▶ _WHAT YOU ARE ASKED TO DO_
Write out the records once more, exactly as given.

▶ _DATASET CONTENT_
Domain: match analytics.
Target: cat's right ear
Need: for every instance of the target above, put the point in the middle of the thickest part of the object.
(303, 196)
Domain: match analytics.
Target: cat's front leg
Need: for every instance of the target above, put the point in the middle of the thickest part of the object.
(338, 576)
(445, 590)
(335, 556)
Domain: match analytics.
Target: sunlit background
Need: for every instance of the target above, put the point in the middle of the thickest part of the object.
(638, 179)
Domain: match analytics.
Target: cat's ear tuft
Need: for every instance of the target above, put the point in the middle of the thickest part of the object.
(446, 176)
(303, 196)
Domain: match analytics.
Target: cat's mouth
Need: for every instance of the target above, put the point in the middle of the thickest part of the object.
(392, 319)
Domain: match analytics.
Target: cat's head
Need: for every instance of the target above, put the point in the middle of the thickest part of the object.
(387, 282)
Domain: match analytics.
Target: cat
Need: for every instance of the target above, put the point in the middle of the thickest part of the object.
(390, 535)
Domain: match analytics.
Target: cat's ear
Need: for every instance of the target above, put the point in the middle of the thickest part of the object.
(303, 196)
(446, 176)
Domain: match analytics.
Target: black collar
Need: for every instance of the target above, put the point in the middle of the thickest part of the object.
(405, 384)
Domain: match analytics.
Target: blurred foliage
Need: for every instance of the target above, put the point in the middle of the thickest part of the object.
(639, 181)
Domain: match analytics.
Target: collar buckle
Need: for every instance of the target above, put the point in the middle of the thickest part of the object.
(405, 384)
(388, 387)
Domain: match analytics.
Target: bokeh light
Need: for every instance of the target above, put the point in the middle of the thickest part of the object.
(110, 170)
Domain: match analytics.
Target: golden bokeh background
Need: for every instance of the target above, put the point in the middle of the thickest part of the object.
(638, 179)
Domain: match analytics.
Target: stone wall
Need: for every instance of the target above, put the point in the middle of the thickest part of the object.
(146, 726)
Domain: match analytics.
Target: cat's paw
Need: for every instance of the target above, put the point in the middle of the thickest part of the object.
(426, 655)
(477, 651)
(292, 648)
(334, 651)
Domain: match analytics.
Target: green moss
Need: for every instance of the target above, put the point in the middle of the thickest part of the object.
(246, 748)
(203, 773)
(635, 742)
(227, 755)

▶ _RESULT FOR THIS TASK_
Domain: match analytics.
Target: cat's right ear
Need: for every instance of the target above, put the point in the middle of the thickest part of the object.
(303, 196)
Domain: match analytics.
Target: cat's front leg
Need: for every instance of the target above, put the point in the middle of the thickest part of the object.
(338, 576)
(445, 590)
(335, 556)
Domain: match analytics.
Target: sunlit background
Need: for every instance of the target above, put the point in the middle of the thickest part of the object.
(638, 179)
Domain: match analytics.
Target: cat's ear tuft
Need: for every instance of the target above, put the point in the middle of the thickest part of the object.
(446, 176)
(303, 196)
Domain: match analytics.
Target: cat's mouth
Need: for every instance of the target above, put the point in the middle of the thickest part of the object.
(392, 319)
Domain: match analytics.
Target: cat's head
Need: for every instance of the target above, put the point in the middle of the thickest part of the object.
(387, 282)
Domain: match analytics.
Target: cat
Need: for every instance of the target above, put the point in the middle of the thickest part of the object.
(390, 535)
Domain: match analytics.
Target: cat's ear
Need: for every instance of the target above, put the point in the middle of the thickest part of the object.
(303, 196)
(446, 176)
Domain: match analytics.
Target: black collar
Need: for every instance of the target above, put the point in the middle of the thickest part of the object.
(405, 384)
Domain: match analytics.
Target: blurred foliage
Need: for every instance of the target above, put the point in the middle of the thickest part of the object.
(639, 181)
Domain: match analytics.
Target: collar buckle
Need: for every instance of the target above, put the point in the middle of the thickest part of the object.
(405, 384)
(388, 387)
Domain: match analytics.
Target: bokeh light
Need: for every instance of the target above, put the point in the middle of the thickest part of the object.
(110, 170)
Domain: match analytics.
Target: golden bokeh background
Need: for every instance of the target above, put the point in the middle of the thickest part of the object.
(638, 179)
Domain: match analytics.
Target: stone wall
Need: for every instance of the target above, put the point in the middle of the thickest part of the object.
(146, 726)
Domain: match analytics.
Target: cat's paw
Need: for every instance of the target above, put the point in the middle of the thickest part of the object.
(426, 655)
(477, 651)
(292, 648)
(334, 651)
Domain: match analytics.
Target: green moss
Need: for every instance of the target above, put the point in the middle of the thickest part of the object.
(246, 748)
(203, 773)
(635, 742)
(227, 755)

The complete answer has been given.